* WORK TO COMPLETE *
What you return must match every record word for word.
== == ==
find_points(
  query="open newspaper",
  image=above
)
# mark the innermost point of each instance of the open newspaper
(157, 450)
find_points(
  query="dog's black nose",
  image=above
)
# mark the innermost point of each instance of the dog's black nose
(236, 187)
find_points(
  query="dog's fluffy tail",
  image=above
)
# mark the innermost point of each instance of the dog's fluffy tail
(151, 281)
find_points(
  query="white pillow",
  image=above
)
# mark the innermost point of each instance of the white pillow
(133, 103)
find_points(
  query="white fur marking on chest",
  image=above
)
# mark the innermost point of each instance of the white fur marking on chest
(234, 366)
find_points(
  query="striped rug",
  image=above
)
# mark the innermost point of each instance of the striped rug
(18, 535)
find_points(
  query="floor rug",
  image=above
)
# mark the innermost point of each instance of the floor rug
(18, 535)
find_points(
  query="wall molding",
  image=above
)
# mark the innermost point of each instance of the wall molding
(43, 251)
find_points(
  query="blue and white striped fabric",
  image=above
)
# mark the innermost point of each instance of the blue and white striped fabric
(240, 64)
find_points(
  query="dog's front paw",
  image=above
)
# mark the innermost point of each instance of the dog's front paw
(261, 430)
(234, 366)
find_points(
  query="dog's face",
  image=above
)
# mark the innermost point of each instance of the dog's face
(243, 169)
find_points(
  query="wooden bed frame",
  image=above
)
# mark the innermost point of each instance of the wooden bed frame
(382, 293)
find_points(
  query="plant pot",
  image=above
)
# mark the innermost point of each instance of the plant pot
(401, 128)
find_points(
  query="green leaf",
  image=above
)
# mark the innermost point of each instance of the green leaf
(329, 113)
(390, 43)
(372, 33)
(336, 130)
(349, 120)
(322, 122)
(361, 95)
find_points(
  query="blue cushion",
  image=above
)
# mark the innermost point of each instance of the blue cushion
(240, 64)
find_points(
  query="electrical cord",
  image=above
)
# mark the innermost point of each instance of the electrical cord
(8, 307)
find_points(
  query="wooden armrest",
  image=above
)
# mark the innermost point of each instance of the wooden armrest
== == ==
* ANSWER TO THIS PROBLEM *
find_points(
  query="open newspaper",
  image=above
)
# mark the innermost point of each instance of the open newspaper
(157, 450)
find_points(
  query="dog's black nose",
  image=above
)
# mark the innermost point of each instance of the dog's black nose
(236, 187)
find_points(
  query="dog's fluffy tail",
  image=above
)
# mark the innermost point of each instance of the dog's fluffy tail
(151, 281)
find_points(
  query="white pillow",
  image=above
)
# mark the innermost point of each instance of the white pillow
(133, 103)
find_points(
  query="white fur marking on chest",
  image=above
)
# mark the innermost point of each instance of the white fur marking on chest
(234, 366)
find_points(
  query="striped rug",
  image=above
)
# mark the innermost point of each instance of the striped rug
(18, 535)
find_points(
  query="floor rug",
  image=above
)
# mark the innermost point of each instance of the floor rug
(18, 535)
find_points(
  query="wall molding",
  image=above
)
# mark the innermost point of each instance of the wall molding
(43, 251)
find_points(
  query="blue and white striped fabric",
  image=above
)
# mark the innermost point of each instance of the blue and white striped fabric
(240, 64)
find_points(
  query="dog's front paw",
  image=above
)
# mark the innermost point of each instance of the dog's front paw
(261, 430)
(234, 366)
find_points(
  query="dog's face",
  image=above
)
# mark the innermost point of each instance of the dog's face
(243, 169)
find_points(
  query="wooden bed frame",
  image=above
)
# mark the innermost point of each instance of the wooden bed frame
(382, 293)
find_points(
  query="plant pot",
  image=above
)
# mark the innermost point of each instance of the plant pot
(401, 128)
find_points(
  query="green leaf",
  image=above
)
# mark the innermost point of each instance of the green leaf
(329, 113)
(390, 43)
(372, 33)
(336, 130)
(349, 120)
(322, 122)
(361, 95)
find_points(
  query="blue cushion",
  image=above
)
# mark the innermost point of each instance of the blue cushion
(240, 64)
find_points(
  query="electrical cord",
  image=above
)
# mark the innermost point of each instance of the electrical cord
(8, 307)
find_points(
  query="wooden armrest",
  image=above
)
# mark the innermost point of each instance of the wooden armrest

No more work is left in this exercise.